Material:
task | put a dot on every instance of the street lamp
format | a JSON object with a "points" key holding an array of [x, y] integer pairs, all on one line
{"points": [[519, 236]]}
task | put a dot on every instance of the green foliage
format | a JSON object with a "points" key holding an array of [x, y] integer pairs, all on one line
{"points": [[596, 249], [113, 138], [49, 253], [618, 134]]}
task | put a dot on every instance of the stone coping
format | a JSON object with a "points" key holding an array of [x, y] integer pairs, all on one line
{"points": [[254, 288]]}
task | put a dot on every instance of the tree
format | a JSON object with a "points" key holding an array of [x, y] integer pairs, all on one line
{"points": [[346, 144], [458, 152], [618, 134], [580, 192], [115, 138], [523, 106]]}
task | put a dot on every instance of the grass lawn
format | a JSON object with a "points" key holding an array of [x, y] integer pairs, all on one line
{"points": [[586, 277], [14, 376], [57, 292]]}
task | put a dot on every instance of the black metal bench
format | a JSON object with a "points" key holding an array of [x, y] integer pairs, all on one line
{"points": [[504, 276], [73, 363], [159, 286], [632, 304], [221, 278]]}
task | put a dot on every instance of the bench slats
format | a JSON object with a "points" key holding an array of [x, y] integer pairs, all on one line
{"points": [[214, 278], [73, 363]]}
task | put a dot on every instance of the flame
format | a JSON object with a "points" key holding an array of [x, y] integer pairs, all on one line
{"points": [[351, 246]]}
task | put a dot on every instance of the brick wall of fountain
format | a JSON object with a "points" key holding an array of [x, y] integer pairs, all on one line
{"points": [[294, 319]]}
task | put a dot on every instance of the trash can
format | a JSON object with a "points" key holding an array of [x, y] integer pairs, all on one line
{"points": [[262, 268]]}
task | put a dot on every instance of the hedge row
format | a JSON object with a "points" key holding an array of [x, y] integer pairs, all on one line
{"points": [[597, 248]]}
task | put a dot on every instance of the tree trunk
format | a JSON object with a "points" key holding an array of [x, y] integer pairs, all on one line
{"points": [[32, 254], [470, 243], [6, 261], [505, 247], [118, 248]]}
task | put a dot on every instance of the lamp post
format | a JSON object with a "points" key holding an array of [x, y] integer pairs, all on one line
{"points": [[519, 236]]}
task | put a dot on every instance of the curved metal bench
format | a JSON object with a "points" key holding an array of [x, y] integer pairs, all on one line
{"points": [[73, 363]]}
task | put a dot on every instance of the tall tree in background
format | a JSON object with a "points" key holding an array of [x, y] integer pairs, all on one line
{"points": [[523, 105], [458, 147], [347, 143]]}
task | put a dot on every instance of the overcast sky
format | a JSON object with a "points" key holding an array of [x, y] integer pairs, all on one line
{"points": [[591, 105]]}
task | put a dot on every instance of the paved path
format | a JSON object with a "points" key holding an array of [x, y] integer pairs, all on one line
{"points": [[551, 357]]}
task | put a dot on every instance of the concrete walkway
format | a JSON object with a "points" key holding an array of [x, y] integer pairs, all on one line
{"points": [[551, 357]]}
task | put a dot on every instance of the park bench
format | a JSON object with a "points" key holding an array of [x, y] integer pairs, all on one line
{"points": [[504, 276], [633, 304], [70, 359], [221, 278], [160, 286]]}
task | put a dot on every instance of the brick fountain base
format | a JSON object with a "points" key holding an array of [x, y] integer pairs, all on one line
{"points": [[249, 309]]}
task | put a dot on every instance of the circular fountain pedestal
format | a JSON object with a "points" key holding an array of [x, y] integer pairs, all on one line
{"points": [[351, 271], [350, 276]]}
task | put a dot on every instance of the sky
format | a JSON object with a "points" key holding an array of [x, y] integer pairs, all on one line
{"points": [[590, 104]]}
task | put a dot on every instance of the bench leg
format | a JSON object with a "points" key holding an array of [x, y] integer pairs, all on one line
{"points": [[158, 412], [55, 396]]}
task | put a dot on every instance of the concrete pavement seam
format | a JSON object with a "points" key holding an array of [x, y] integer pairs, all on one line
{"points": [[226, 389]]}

The task:
Starting at the line that contains "task | put a dot on every instance of the sky" and ending at the last line of the records, format each line as a string in a JSON list, omitting any blank lines.

Expected answer:
[
  "task | put a dot on every instance of the sky",
  "format | a JSON object with a \"points\" key holding an array of [x, y] integer pairs, all on one line",
  "{\"points\": [[590, 104]]}",
  "task | put a dot on every instance of the bench leg",
  "format | a JSON object with a \"points\" key holding an array of [x, y] integer pairs, all on one line",
  "{\"points\": [[158, 412], [55, 396]]}",
  "task | put a dot on every instance of the concrete pavement seam",
  "format | a JSON object with a \"points\" key holding an array of [x, y] integer pairs, all on one line",
  "{\"points\": [[226, 389]]}"
]